**Text for analysis:**
Nova Scotia mass shooter was a drug dealer, court documents allege
Previously redacted information released by a Nova Scotia judge Monday suggests Gabriel Wortman smuggled massive quantities of oxycontin and Dilaudid into Canada from Maine "for years"
Mass murderer Gabriel Wortman was a drug dealer and involved in running guns and drugs from Maine “for years,” including some 10,000 Oxycontin tablets and 15,000 tabs of Dilaudid during one haul, according to information used by the RCMP to obtain search warrants – and ordered released by a Nova Scotia judge on Monday.
Wortman may have used a reservation on the Maine-News Brunswick border to smuggle drugs into Canada, according to the information, which was previously redacted from search warrant documents released by the court.
The newly-released information forms part of documents used by the RCMP to obtain seven search warrants, portions of which have been previously released redacted to the public. The information, which is based on people interviewed by the RCMP, suggests Wortman was a known drug dealer in the Portapique area, where he went on a murderous, 13-hour rampage April 18 and 19 that ended with 22 people dead.

Saved data entries
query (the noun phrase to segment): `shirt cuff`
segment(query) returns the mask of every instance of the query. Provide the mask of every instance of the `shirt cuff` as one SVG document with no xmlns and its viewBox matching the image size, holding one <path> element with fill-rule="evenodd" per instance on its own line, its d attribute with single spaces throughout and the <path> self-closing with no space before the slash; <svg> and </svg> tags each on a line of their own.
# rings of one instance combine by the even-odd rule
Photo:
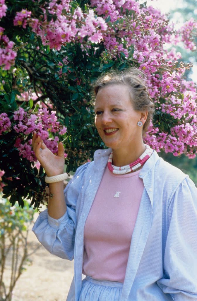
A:
<svg viewBox="0 0 197 301">
<path fill-rule="evenodd" d="M 63 216 L 58 219 L 54 219 L 50 216 L 47 213 L 47 218 L 49 225 L 56 230 L 58 230 L 59 229 L 60 225 L 62 224 L 64 225 L 66 225 L 69 222 L 69 218 L 67 211 L 66 211 Z"/>
</svg>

**Exercise tasks:**
A. According to the article about the Nova Scotia shooter, how many search warrants did the RCMP obtain using the documents it describes?
B. From the article about the Nova Scotia shooter, reproduce word for word the part that opens with the words containing "Wortman may have" and closes with "22 people dead.".
C. List every number written in digits in the article about the Nova Scotia shooter.

**Activity answers:**
A. Seven.

B.
Wortman may have used a reservation on the Maine-News Brunswick border to smuggle drugs into Canada, according to the information, which was previously redacted from search warrant documents released by the court.
The newly-released information forms part of documents used by the RCMP to obtain seven search warrants, portions of which have been previously released redacted to the public. The information, which is based on people interviewed by the RCMP, suggests Wortman was a known drug dealer in the Portapique area, where he went on a murderous, 13-hour rampage April 18 and 19 that ended with 22 people dead.

C. 10,000; 15,000; 13; 18; 19; 22